Trecho do texto =

--------

Sobre isso veja aqui.
Neste contexto, as possibilidades da social democracia são reduzidas, pois os problemas que afetam a população são mais de natureza estrutural do que de governo. A social democracia está em baixa no mundo todo na medida em que aumenta a massa de decepcionados por ela não ter condições de cumprir satisfatoriamente seu programa, abrindo espaço para a radicalização das direitas.
O complicador é que a atuação da social democracia ajudou a conter os partidos de esquerda. Foi para isso que nasceu o PT – Partido dos Trabalhadores -, para mostrar o caminho do meio, por entre os extremos, o caminho da ponderação, que é sempre o espaço preferido da democracia liberal: o capital explora e o Estado tenta consertar. Ocorre que está cada vez mais difícil corrigir as crises recorrentes do capital.
Tendo ajudado a fagocitar a esquerda e cada vez mais com dificuldade para transitar pelo caminho do meio, à social-democracia está restando, agora, justificar sua continuidade pela necessidade de conter os partidos chamados de extrema-direita, ou melhor dizer, a direita radical, tentando uma frente com a direita centrista. Dessa forma, ela continua operando pelo fortalecimento do caminho do meio, agora não apenas para conter a esquerda que considera radical, mas também como tentativa de conter a direita radical.
No entanto, as ações que agora são necessárias para proteger os trabalhadores e ao mesmo tempo postergar as crises do capital estão além do que é possível para a social democracia. Trump não é um maluco com projetos mirabolantes: ele está pondo em prática uma estratégia de salvação.
A crise estrutural do capital acelerou o processo de esgotamento da social democracia e está favorecendo, pelo menos por aqui, uma direita centrista que opera entre a social democracia e o espantalho da direita radical. Eduardo Bolsonaro critica este novo centro chamando-o de “direita permitida” – operacionalizada na pessoa de Tarcísio, governador de São Paulo, por exemplo -, em contraposição à direita radical bolsonarista.
Talvez a direita seja quem tem, hoje, consciente ou inconscientemente, uma noção mais clara das razões da crise atual e, consequentemente, da necessidade de caminhar para uma “nova” ordem mundial que, na visão deles, tente salvar o futuro do capital radicalizando seu programa.
Para o colunista Roberto Campos Neto, por exemplo, uma certeza emerge da situação atual:
“o debate fiscal ganhará centralidade, e o modelo de Estado assistencialista em seu formato extremo terá que ser repensado. Será necessário equilibrar as demandas sociais com equilíbrio fiscal. Sem uma estratégia para equilibrar a dívida global e promover políticas que expandam a oferta e elevem a produtividade, caminhamos para uma crise global da dívida.”
Leia mais aqui.
Ou seja, temos uma dívida progressiva que segundo ele é devida ao assistencialismo “extremo”. E isso, para ele, é uma equação insustentável. Nas suas palavras, uma situação de “mais dívida, juros mais elevados, alta da desigualdade, maior necessidade de recursos e pouca capacidade de elevar impostos.”

--------

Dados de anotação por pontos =
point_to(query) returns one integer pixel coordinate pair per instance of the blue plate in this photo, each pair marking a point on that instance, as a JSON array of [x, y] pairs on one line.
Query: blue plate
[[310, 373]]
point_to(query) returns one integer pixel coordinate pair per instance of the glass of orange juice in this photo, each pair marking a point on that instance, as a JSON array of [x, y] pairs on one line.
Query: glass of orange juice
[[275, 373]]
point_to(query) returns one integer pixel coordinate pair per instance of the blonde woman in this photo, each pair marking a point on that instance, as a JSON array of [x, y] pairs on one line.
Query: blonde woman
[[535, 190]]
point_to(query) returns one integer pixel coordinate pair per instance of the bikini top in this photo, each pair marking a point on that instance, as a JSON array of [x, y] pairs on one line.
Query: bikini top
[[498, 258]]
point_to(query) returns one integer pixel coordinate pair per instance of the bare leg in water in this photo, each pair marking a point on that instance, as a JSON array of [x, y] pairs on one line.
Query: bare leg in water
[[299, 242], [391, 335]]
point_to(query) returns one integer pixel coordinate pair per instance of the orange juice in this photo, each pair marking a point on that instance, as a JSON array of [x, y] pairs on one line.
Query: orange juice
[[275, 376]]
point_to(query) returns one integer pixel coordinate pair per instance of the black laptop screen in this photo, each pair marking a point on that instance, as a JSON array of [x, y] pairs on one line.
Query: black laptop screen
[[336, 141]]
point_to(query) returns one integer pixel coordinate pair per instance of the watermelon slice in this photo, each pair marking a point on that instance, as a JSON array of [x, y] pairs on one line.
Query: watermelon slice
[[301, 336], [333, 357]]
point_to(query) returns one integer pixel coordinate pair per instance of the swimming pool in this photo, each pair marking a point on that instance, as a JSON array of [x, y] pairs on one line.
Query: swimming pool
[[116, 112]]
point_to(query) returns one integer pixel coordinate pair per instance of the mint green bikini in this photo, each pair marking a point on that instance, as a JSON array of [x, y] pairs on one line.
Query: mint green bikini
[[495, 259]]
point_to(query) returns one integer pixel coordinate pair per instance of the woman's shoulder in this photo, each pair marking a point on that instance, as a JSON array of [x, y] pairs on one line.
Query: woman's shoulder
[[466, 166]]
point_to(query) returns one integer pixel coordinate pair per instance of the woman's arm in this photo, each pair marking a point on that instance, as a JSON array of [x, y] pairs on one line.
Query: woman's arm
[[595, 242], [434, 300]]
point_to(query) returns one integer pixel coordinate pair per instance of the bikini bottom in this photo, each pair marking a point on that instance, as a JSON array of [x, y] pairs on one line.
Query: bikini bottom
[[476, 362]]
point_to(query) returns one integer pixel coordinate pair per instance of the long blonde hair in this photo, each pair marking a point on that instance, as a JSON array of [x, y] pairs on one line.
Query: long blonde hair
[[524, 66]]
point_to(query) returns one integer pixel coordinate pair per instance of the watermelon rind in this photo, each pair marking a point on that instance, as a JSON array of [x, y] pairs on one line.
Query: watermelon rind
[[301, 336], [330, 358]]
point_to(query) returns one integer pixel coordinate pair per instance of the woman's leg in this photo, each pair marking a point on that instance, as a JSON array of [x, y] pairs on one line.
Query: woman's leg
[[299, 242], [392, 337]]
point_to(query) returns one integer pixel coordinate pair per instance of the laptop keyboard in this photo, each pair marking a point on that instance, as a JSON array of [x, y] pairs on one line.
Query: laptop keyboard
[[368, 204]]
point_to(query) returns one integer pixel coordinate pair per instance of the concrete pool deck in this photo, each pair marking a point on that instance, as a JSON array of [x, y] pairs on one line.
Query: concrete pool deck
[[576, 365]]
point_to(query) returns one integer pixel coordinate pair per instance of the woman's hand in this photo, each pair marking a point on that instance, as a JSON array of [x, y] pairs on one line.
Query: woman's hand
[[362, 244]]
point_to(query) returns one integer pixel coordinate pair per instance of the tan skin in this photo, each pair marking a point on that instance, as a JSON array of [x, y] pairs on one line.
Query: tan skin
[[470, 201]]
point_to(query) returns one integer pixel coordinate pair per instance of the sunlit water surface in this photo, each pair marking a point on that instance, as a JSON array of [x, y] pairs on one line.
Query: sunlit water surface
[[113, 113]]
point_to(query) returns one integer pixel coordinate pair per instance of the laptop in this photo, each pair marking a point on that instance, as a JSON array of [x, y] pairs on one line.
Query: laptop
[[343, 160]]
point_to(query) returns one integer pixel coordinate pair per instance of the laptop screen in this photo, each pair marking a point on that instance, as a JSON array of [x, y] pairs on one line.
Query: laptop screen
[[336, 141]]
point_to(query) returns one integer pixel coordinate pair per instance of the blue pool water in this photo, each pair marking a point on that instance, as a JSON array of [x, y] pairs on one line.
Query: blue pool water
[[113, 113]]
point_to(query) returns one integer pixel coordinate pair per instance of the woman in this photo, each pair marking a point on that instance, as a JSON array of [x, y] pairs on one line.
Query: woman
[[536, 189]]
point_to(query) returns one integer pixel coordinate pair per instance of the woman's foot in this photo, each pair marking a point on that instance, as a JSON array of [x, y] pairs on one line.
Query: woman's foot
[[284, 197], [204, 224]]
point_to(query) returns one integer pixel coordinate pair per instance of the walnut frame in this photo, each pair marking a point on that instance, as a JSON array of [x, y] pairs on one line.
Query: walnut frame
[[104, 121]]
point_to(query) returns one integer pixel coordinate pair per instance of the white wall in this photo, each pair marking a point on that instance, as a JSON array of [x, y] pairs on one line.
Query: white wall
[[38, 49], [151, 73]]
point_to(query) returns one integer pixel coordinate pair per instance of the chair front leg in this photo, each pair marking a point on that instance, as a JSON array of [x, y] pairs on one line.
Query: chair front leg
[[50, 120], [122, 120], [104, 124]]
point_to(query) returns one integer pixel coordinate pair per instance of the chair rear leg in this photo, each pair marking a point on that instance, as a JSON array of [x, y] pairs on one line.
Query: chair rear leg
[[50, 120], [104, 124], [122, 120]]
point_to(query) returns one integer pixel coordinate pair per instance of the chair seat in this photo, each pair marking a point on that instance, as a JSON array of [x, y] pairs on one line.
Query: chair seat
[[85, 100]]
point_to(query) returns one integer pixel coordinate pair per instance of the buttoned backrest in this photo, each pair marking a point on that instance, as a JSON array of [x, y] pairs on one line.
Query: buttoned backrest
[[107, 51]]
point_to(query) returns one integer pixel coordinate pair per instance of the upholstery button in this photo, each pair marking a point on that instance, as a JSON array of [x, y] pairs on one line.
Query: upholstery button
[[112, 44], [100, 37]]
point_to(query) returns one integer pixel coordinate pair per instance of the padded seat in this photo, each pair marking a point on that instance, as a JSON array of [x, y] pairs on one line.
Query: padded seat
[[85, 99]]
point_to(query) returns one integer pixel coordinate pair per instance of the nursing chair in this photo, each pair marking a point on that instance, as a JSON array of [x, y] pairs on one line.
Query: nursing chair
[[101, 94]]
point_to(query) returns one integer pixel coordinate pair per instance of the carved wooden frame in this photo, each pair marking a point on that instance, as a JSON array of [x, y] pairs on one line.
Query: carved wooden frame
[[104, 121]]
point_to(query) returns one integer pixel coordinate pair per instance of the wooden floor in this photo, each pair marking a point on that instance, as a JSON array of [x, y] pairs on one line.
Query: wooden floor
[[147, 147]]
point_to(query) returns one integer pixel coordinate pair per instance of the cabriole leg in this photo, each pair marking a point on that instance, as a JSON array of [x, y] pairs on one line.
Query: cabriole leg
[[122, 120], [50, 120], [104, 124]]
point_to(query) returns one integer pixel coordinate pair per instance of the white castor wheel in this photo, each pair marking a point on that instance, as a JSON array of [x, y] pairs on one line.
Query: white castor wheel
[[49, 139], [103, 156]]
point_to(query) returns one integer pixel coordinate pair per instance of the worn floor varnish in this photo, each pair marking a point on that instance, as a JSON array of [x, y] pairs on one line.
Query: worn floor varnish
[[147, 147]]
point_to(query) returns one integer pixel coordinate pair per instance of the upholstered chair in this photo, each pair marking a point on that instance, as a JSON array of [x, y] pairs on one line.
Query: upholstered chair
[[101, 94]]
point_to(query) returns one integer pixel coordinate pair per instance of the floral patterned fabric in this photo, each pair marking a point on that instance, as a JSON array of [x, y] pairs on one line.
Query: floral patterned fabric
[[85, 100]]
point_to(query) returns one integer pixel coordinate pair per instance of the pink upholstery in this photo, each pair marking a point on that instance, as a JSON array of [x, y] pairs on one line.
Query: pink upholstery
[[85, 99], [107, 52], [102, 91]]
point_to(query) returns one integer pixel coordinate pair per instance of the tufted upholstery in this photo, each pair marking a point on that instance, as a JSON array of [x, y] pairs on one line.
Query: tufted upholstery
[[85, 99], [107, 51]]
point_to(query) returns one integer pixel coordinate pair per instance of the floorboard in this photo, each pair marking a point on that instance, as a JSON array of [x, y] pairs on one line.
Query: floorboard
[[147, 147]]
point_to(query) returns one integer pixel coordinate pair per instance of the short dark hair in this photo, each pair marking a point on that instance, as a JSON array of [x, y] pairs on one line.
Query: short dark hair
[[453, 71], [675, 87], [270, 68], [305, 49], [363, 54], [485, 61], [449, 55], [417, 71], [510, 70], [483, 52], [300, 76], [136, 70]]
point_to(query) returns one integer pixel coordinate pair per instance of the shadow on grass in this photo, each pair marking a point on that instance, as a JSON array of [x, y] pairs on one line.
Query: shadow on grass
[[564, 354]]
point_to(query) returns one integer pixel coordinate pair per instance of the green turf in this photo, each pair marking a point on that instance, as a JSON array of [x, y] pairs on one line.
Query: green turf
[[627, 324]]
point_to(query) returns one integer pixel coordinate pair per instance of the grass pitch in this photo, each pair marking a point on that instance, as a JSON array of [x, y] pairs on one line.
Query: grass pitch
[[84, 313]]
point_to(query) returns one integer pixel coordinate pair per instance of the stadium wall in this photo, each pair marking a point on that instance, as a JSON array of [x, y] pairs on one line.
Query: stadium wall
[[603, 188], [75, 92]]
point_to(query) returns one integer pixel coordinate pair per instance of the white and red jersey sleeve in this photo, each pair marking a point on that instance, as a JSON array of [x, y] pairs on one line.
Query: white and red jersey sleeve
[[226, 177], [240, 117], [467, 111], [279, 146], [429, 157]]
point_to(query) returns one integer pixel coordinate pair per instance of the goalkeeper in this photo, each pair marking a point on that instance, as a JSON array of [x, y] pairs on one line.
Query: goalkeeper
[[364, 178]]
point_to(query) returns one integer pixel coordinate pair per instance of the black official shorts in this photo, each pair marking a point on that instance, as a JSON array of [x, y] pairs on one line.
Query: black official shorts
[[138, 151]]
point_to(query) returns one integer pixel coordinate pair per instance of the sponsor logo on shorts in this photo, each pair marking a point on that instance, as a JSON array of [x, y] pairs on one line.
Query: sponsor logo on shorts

--------

Tarefa =
Responda às perguntas abaixo com base no trecho sobre a social-democracia.
(a) Segundo o texto, para que nasceu o PT?
(b) De que forma Eduardo Bolsonaro chama o novo centro?
(c) O que, segundo o texto, Trump está pondo em prática?

Resposta completa =
(a) Para mostrar o caminho do meio, por entre os extremos, o caminho da ponderação.
(b) De "direita permitida".
(c) Uma estratégia de salvação.